READING PASSAGE =>
Section 80 of the Bank Act in force at the time of this transaction (Stats. 1911, p. 1014) provides:

“No commercial bank shall make any loans to any person, company, corporation or firm to an amount exceeding one-tenth part of the capital stock of such bank actually paid in and surplus, excepting that no commercial bank shall be prohibited by this act from loaning to any person, company, corporation or firm any sum not exceeding five thousand dollars without security; provided, however, that a bank may loan to any person, company, corporation or firm a sum not exceeding twenty-five per centum of its capital stock actually paid in and surplus upon security worth at least fifteen per centum more than the amount of its loans.”

Appellants contend that the loan being in excess of the amount permitted by law, the obligation based thereon is void and may not be enforced. They cite sections 1607 and 1667 of the Civil Code and authorities, of which Berka v. Woodward, 125 Cal. 119, [73 Am. St. Rep. 31, 45 L. R. A. 420, 57 Pac. 777], Moore v. Moore, 130 Cal. 110, [80 Am. St. Rep. 78, 62 Pac. 294], and Howell v. City of Hamburg Co., 165 Cal. 172, [131 Pac. 130], are types. In the first of these cases it was held that a contract between a city and one of its officers which was expressly prohibited by law was void; in the second, that an agreement based upon the completion of a fraudulent homestead entry would not be enforced; and in the third, that a lease on a building maintained in violation of a municipal ordinance is invalid.

GIVEN INSTRUCTION =>
Extend the court opinion on the Bank Act loan limit above, beginning right after its final sentence.

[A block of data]
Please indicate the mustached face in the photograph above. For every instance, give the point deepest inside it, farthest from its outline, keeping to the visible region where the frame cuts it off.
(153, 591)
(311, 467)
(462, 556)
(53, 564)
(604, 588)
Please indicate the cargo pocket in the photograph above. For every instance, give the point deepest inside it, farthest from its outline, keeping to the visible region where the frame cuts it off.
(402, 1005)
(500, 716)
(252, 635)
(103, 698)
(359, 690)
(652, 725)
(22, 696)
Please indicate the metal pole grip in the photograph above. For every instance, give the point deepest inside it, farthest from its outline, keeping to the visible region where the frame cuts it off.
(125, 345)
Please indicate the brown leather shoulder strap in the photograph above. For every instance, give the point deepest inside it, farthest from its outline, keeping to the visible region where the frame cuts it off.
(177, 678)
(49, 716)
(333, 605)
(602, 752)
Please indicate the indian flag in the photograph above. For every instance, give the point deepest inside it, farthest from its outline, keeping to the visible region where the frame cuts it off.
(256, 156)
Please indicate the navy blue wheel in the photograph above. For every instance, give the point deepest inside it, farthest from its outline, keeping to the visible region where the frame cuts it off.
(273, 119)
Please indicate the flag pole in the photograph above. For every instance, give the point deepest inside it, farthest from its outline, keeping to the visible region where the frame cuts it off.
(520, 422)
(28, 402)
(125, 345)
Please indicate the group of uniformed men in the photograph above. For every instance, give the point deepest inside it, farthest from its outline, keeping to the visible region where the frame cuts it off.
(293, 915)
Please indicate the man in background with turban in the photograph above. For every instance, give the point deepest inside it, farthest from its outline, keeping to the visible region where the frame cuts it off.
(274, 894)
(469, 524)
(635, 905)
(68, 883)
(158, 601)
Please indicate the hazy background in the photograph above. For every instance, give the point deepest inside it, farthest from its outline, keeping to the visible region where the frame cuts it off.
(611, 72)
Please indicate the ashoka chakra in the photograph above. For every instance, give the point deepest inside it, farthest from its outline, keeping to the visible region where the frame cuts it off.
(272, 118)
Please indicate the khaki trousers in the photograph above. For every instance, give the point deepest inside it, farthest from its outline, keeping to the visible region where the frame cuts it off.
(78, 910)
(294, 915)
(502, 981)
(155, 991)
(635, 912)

EXERCISE RESULT =>
The cited code sections are general expressions of common-law rules, but they have no application to the ease at bar. Nor do the authorities to which appellants call our attention support their contention. There is a vital distinction between contracts based upon fraud or made in violation of laws passed for the benefit of one of the contracting parties and those made in violation of statutes designed to aid the sovereign power in the regulation of certain kinds of business. The act which, according to the contention of appellants, was violated by plaintiff’s assignor in making the loan does not declare such a loan a void obligation. A penalty for the violation may be inflicted under certain circumstances by the superintendent of banks, but no part of the penalty in any way inures to the borrower of the excess. It is not denied that the money was loaned and that the notes and mortgages were executed to secure its repayment. In principle this case is quite similar to Brittan v. Oakland Bank of Savings, 124 Cal. 282, [71 Am. St. Rep. 58, 57 Pac. 84], wherein it was held that the provisions of section 578 of the Civil Code that no director of a savings bank shall borrow its funds, and that for so doing his office shall become vacant, cannot be invoked to defeat a pledge made by such director for money borrowed from the bank. Commenting upon the transaction whereby the director and the bank violated this statute, the court said: “This, however, is of no advantage to the appellant, as the violation of the provision in question could only be availed of at the instance of the state or sovereign power. (Jones v. Guaranty etc. Co., 101 U. S. 628; National Bank v. Matthews, 98 U. S. 621.) ” (See, also, People's Trust Co. v. Pabst, 113 App. Div. 375, [98 N. Y. Supp. 1045]; s. c., 190 N. Y. 534, [83 N. E. 1130].)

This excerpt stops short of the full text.